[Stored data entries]
------------------------------

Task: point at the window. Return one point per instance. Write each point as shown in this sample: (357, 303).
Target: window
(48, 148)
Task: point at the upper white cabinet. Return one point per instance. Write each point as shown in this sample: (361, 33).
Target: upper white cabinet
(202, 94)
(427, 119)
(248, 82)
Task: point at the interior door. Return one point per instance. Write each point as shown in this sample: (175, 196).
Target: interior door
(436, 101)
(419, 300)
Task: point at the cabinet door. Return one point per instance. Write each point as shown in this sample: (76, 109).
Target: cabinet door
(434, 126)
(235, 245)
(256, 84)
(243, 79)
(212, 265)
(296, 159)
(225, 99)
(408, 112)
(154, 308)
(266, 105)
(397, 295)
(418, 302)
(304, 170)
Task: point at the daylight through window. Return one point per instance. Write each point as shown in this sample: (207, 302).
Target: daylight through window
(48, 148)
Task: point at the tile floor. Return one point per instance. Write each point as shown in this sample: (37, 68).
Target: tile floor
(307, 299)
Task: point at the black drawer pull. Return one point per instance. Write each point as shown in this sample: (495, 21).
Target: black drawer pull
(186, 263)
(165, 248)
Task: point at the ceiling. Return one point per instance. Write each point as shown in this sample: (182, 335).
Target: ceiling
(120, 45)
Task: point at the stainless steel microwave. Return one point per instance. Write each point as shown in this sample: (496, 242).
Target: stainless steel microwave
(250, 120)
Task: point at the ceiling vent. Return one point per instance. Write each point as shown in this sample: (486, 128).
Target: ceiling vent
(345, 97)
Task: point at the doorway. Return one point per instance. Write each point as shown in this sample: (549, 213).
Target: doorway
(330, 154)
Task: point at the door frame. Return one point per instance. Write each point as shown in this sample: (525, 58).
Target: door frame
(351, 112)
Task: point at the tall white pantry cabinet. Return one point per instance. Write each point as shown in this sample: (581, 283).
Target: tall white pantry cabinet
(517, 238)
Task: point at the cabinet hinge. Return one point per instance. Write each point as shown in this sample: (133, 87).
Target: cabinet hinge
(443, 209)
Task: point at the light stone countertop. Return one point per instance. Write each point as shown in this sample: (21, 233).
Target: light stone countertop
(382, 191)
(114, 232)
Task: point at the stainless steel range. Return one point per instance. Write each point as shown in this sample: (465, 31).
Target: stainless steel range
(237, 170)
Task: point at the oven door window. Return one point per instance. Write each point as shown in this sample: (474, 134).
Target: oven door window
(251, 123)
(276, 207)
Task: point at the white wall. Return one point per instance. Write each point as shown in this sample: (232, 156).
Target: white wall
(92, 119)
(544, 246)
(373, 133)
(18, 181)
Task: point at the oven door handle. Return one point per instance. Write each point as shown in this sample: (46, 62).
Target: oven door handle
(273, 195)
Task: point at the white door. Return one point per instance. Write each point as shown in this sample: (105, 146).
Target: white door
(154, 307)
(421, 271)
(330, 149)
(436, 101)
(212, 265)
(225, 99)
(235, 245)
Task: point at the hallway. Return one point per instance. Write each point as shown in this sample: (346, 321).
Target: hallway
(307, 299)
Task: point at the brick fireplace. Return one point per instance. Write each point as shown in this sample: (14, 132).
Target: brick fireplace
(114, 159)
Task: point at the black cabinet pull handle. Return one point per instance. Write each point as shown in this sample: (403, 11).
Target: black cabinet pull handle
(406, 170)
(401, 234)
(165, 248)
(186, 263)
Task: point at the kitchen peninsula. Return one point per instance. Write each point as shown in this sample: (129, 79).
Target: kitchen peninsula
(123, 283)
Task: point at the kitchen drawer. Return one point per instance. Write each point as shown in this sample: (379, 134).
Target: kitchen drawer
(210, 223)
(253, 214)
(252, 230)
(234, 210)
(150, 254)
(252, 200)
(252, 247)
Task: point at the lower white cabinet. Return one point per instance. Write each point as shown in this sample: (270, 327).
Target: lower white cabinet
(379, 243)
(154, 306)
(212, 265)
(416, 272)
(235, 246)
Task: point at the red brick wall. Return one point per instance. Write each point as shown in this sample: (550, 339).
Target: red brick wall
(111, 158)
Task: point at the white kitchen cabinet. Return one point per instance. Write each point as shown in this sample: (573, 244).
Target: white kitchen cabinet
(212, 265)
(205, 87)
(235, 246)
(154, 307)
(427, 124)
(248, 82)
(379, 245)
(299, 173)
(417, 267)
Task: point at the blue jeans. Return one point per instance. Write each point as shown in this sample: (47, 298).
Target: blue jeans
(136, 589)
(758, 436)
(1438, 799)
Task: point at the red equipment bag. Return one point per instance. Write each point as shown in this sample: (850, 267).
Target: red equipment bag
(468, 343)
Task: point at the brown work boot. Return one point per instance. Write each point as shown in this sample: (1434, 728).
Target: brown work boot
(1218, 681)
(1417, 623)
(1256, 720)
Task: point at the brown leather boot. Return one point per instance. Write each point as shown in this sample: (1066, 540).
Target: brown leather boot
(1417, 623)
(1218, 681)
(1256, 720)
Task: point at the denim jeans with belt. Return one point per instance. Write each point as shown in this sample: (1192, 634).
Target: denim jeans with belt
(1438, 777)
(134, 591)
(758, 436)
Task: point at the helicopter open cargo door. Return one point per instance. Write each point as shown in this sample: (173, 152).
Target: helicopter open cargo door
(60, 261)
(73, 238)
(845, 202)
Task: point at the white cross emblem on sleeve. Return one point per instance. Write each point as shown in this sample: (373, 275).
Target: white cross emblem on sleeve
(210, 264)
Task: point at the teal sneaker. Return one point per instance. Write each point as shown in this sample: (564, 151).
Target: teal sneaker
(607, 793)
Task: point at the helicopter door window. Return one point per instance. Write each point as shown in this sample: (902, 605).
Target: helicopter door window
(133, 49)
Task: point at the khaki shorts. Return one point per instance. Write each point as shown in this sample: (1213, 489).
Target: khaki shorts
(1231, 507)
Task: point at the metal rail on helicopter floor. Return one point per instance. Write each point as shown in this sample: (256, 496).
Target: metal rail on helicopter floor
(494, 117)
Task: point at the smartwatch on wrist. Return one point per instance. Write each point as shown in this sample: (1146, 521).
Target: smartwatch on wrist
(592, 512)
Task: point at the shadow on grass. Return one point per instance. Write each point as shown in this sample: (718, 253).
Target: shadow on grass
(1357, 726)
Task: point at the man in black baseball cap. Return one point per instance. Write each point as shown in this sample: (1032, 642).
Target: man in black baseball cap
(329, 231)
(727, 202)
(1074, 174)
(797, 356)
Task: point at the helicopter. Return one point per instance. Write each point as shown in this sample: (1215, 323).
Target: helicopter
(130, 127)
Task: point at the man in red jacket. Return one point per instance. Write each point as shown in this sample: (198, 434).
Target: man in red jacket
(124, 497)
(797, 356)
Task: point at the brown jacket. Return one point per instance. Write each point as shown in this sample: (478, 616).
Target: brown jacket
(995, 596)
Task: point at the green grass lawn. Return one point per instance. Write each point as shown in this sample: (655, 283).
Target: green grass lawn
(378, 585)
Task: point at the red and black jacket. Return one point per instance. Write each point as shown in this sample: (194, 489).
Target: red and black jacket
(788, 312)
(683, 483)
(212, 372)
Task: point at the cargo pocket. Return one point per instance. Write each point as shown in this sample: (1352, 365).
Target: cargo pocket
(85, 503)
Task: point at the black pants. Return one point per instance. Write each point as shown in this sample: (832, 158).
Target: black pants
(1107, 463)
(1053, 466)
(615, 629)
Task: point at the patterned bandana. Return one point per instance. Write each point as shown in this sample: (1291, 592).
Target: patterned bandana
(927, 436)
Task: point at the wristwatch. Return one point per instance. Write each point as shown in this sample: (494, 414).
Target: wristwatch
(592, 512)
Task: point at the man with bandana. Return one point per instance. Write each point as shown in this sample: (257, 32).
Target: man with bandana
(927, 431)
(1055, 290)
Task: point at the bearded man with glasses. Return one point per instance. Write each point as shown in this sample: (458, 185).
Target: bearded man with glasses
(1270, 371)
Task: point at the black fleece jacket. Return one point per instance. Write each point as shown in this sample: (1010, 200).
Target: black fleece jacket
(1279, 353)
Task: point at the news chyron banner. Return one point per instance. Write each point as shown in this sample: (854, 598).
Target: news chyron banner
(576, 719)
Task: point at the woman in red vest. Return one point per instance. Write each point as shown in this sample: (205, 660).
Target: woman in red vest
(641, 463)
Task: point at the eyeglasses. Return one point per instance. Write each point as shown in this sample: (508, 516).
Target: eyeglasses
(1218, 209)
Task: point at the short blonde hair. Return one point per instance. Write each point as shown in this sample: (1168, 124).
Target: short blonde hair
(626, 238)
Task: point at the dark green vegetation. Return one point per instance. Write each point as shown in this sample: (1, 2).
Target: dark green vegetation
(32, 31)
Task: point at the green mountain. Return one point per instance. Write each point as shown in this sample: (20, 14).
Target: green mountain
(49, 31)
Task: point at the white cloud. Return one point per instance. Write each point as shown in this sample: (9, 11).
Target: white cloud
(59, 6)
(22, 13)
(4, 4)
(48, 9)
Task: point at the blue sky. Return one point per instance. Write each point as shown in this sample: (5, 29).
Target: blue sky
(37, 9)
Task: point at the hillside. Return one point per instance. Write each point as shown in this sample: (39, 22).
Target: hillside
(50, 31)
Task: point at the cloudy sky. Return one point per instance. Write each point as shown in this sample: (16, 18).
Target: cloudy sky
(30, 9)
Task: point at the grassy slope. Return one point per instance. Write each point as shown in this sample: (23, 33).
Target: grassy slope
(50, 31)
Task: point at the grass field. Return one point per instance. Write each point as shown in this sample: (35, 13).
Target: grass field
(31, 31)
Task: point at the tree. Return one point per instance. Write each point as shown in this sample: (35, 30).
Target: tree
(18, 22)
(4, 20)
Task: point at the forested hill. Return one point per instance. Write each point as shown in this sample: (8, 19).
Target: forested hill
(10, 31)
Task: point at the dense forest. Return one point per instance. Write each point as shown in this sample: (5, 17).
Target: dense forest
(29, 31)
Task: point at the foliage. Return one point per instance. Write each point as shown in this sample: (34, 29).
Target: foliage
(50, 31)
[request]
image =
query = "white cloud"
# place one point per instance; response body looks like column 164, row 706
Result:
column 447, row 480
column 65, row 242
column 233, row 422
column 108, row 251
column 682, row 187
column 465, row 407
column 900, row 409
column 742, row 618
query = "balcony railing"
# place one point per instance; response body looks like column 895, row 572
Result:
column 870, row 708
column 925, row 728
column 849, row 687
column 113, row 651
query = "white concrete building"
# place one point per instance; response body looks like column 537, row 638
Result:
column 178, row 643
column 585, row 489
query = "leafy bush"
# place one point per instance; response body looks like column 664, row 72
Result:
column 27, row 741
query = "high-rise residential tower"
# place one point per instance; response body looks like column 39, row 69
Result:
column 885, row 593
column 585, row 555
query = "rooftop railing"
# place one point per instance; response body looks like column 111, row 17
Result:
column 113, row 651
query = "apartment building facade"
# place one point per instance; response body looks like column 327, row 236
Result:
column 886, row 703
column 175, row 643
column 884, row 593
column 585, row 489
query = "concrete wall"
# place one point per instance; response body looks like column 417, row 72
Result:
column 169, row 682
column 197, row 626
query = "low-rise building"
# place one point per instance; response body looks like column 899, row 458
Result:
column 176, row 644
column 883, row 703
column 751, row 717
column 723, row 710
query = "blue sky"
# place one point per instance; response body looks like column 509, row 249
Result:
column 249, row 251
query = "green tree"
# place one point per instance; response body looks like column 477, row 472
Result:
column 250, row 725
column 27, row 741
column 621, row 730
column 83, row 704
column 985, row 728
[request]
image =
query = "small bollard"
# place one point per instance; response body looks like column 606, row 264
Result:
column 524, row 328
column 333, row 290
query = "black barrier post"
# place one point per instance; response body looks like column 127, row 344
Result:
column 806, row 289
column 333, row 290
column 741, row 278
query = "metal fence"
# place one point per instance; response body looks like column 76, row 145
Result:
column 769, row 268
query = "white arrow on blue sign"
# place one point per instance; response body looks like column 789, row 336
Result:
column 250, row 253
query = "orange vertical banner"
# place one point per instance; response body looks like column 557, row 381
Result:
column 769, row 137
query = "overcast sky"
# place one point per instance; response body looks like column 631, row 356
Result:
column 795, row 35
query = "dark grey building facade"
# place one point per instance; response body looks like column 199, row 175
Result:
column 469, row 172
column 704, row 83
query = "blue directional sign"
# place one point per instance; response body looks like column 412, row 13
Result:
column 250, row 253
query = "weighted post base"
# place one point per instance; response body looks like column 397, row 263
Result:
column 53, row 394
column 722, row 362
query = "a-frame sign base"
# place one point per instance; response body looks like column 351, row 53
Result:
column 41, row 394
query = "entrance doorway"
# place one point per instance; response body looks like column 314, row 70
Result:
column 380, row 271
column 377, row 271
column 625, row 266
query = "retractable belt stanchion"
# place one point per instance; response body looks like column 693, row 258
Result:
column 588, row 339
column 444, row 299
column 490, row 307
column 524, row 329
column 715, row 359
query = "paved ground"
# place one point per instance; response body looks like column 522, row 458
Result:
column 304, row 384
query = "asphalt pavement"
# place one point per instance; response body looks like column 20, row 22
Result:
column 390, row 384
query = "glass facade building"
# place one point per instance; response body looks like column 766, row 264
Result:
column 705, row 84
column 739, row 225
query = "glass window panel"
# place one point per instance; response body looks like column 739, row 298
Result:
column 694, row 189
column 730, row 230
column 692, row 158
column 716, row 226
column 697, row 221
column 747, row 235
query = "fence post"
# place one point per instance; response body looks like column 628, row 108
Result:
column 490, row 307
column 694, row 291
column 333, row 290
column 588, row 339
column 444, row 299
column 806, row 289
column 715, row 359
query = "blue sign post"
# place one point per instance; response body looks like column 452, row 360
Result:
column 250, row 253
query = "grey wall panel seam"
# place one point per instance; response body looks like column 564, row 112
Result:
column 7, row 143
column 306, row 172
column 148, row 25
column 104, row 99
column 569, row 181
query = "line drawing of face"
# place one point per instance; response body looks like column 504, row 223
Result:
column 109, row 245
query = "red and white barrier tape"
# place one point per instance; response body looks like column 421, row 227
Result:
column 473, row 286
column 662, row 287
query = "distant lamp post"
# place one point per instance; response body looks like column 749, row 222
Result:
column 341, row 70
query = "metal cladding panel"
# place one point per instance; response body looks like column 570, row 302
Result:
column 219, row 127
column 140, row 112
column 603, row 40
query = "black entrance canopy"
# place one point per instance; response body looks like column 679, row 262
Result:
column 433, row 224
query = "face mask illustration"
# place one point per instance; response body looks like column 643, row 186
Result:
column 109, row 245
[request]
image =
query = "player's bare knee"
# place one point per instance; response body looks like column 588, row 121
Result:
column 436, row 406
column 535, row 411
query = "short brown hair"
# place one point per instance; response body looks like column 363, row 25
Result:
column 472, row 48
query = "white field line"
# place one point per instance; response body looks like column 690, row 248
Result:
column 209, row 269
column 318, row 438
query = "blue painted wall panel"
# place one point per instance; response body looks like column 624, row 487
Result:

------------------------------

REQUIRED WORK
Return every line from the one holding "and white barrier" through the end of the data, exactly as it appears, with both ends kept and nothing else.

OUTPUT OF THE TASK
query = "red and white barrier tape"
# place one point per instance; response body looks like column 421, row 227
Result:
column 473, row 286
column 662, row 287
query = "distant lamp post"
# place one point per instance; response body looks like column 749, row 222
Result:
column 341, row 70
query = "metal cladding panel"
# place one point per instance; response body looks like column 570, row 302
Result:
column 219, row 127
column 140, row 112
column 603, row 40
query = "black entrance canopy"
# place one point per instance; response body looks like column 679, row 262
Result:
column 433, row 224
query = "face mask illustration"
# place one point per instance; response body looks like column 643, row 186
Result:
column 109, row 245
[request]
image =
query = "player's bare knee"
# place one point per instance; response body looks like column 588, row 121
Result:
column 436, row 406
column 535, row 411
query = "short brown hair"
# place one point per instance; response body looks like column 363, row 25
Result:
column 472, row 48
query = "white field line"
# place one point per instance; response body looks like column 690, row 248
Result:
column 209, row 269
column 318, row 438
query = "blue painted wall panel"
# place one point per instance; response body looks like column 624, row 487
Result:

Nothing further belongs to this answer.